[[ SUPPLIED ENTRIES open ]]

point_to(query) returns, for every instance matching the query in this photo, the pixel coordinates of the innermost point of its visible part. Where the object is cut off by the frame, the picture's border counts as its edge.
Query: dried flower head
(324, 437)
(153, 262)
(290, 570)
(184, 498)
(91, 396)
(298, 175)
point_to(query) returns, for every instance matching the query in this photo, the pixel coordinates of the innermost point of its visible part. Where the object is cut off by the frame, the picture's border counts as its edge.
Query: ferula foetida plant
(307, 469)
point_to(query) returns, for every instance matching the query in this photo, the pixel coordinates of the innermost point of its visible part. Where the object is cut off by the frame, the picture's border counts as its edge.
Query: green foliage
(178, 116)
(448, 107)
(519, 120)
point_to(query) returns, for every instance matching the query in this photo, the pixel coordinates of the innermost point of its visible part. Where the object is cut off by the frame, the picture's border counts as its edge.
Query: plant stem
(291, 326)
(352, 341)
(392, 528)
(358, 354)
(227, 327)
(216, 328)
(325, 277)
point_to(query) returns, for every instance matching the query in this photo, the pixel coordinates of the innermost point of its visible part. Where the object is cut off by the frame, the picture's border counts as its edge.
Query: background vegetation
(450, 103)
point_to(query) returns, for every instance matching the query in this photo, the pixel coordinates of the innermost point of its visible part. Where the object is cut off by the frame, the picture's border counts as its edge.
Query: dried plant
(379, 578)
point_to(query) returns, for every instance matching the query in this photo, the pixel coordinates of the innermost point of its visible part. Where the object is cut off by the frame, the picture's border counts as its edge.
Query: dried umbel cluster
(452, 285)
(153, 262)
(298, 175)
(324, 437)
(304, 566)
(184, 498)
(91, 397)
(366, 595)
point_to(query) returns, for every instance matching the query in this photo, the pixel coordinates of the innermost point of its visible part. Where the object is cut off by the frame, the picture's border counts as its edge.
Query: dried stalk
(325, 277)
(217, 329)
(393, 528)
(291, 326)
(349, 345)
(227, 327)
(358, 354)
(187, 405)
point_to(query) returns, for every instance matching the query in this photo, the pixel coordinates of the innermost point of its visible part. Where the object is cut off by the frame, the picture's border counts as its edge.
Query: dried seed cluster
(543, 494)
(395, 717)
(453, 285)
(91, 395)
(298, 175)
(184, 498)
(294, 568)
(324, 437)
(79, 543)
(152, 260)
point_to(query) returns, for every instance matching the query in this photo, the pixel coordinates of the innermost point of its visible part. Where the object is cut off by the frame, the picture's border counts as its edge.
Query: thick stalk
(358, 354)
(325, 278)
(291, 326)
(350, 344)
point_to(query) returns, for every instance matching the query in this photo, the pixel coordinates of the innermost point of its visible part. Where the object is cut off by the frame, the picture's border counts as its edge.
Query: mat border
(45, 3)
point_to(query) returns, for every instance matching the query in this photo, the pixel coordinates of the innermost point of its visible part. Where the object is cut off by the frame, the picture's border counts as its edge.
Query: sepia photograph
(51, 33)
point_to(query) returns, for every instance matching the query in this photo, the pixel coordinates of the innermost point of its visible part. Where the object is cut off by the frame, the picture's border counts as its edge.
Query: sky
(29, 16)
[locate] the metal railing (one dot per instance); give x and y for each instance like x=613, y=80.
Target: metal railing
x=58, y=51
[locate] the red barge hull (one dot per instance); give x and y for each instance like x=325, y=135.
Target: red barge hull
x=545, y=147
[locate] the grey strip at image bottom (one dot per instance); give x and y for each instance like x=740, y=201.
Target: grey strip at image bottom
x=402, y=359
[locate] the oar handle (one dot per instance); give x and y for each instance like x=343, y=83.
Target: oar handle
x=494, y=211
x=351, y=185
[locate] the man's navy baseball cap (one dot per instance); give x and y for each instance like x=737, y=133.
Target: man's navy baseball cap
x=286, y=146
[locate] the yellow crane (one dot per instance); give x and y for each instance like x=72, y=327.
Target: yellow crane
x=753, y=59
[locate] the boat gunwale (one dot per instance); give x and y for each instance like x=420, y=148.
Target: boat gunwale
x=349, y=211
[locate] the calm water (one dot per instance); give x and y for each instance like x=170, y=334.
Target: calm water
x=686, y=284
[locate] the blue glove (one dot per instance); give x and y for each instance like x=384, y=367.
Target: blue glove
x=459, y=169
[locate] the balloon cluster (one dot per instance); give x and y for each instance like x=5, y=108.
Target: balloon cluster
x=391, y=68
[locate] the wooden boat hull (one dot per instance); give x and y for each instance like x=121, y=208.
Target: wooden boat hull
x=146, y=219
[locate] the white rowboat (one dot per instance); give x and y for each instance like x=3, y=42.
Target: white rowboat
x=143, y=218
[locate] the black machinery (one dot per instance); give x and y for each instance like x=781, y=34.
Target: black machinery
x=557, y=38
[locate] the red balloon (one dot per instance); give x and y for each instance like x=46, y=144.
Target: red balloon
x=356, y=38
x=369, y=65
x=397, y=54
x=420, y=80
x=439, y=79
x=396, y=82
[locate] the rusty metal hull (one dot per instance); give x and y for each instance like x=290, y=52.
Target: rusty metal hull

[[ SUPPLIED ENTRIES closed ]]

Repeat, exactly and in full, the records shown above.

**ANSWER BOX**
point_to(query) returns, for every instance matching the query in this photo, the pixel coordinates of the innermost point of its visible part. Where the object is cut off by the frame, the picture's border counts as its edge.
Query: dried flower head
(324, 437)
(153, 262)
(290, 570)
(184, 498)
(91, 396)
(298, 175)
point_to(query) returns, for every instance matching the query in this photo, the pixel coordinates of the innermost point of its visible part. Where the object is cut off by the frame, the picture's border counts as its edge.
Query: ferula foetida plant
(307, 469)
point_to(query) returns, for every instance matching the query in this photo, the pixel coordinates of the innermost point of its visible part. Where the object is cut off by the frame, the picture's border counts as its edge.
Query: green foliage
(178, 116)
(448, 107)
(519, 120)
point_to(query) returns, for every instance matching the query in this photo, the pixel coordinates of the innermost point of its visible part. Where the object is cut off by the frame, the picture's border counts as its edge.
Query: plant stem
(291, 326)
(352, 341)
(392, 528)
(358, 354)
(227, 327)
(216, 328)
(325, 277)
point_to(query) returns, for every instance matching the query in this photo, the pixel coordinates of the innermost point of its visible part. Where the object is cut off by the frame, the picture's border counts as its edge.
Query: background vegetation
(450, 103)
point_to(query) returns, for every instance matching the query in this photo, the pixel coordinates of the innermost point of its visible part. Where the object is cut off by the frame, the picture's border counts as its edge.
Query: dried plant
(379, 578)
point_to(query) returns, for every instance matching the query in this photo, the pixel coordinates of the innermost point of its visible part. Where the object is cut off by the frame, the picture's border counts as its edge.
Query: dried umbel cluster
(452, 285)
(153, 262)
(298, 175)
(324, 437)
(304, 566)
(184, 498)
(91, 397)
(366, 595)
point_to(query) returns, for every instance matching the query in this photo, the pixel coordinates of the innermost point of its visible part. Where the object is cut off by the frame, the picture's border counts as its edge.
Query: dried stalk
(325, 277)
(217, 329)
(393, 528)
(291, 326)
(349, 345)
(227, 327)
(358, 354)
(187, 405)
point_to(query) returns, for every instance matching the query in this photo, the pixel coordinates of the innermost point of its visible part. Where the object is cut off by the frame, the picture's border counts as its edge.
Query: dried seed cluster
(543, 494)
(395, 717)
(453, 285)
(91, 395)
(298, 175)
(184, 498)
(294, 568)
(324, 437)
(79, 543)
(152, 260)
point_to(query) returns, for every instance matching the query in this photo, the pixel coordinates of the innermost point of its visible part. Where the object is cut off by the frame, the picture's border counts as its edge.
Query: thick stalk
(358, 354)
(325, 278)
(291, 326)
(350, 344)
point_to(query) returns, for every instance matching the query in this photo, the pixel coordinates of the innermost point of its visible part. Where the object is cut off by the frame, the picture's border counts as its edge.
Query: mat border
(45, 3)
point_to(query) returns, for every instance matching the query in this photo, the pixel coordinates of the innermost point of its visible part. Where the object is cut off by the frame, the picture's border counts as its edge.
Query: sepia photograph
(51, 33)
point_to(query) returns, for every instance matching the query in this photo, the pixel coordinates of the innermost point of its visible part. Where the object is cut off by the frame, the picture's border counts as its edge.
Query: sky
(29, 16)
[locate] the metal railing (one dot per instance); give x and y for each instance like x=613, y=80.
Target: metal railing
x=58, y=51
[locate] the red barge hull (one dot per instance); give x and y for each instance like x=325, y=135.
Target: red barge hull
x=545, y=147
[locate] the grey strip at image bottom (one dot per instance); give x and y for each instance like x=740, y=201.
Target: grey strip at image bottom
x=402, y=359
[locate] the oar handle (one dot per instance); give x and y for each instance like x=343, y=83.
Target: oar handle
x=494, y=211
x=351, y=185
[locate] the man's navy baseball cap (one dot per instance); give x and y for each instance like x=737, y=133.
Target: man's navy baseball cap
x=286, y=146
[locate] the yellow crane (one dot per instance); give x and y for each instance like x=72, y=327.
Target: yellow crane
x=753, y=59
[locate] the boat gunwale (one dot per instance); give x and y for each instance like x=420, y=148.
Target: boat gunwale
x=349, y=211
[locate] the calm water (one dot per instance); give x and y for each instance like x=170, y=334.
Target: calm water
x=686, y=284
[locate] the blue glove (one dot per instance); give x and y for each instance like x=384, y=367.
Target: blue glove
x=459, y=169
[locate] the balloon cluster (one dot per instance); give x and y for each instance like x=5, y=108.
Target: balloon cluster
x=391, y=68
[locate] the wooden boat hull (one dot per instance); give x and y for each instance like x=121, y=208.
Target: wooden boat hull
x=146, y=219
[locate] the white rowboat (one dot per instance); give x and y for each instance like x=3, y=42.
Target: white rowboat
x=143, y=218
[locate] the black machinery (one dot per instance); give x and y for each instance like x=781, y=34.
Target: black machinery
x=557, y=38
[locate] the red balloon (one dot per instance); give x and y for each instance like x=46, y=144.
Target: red balloon
x=356, y=38
x=369, y=65
x=397, y=54
x=420, y=80
x=439, y=79
x=396, y=82
[locate] the rusty metal hull (one dot per instance); give x and y for each instance like x=290, y=52.
Target: rusty metal hull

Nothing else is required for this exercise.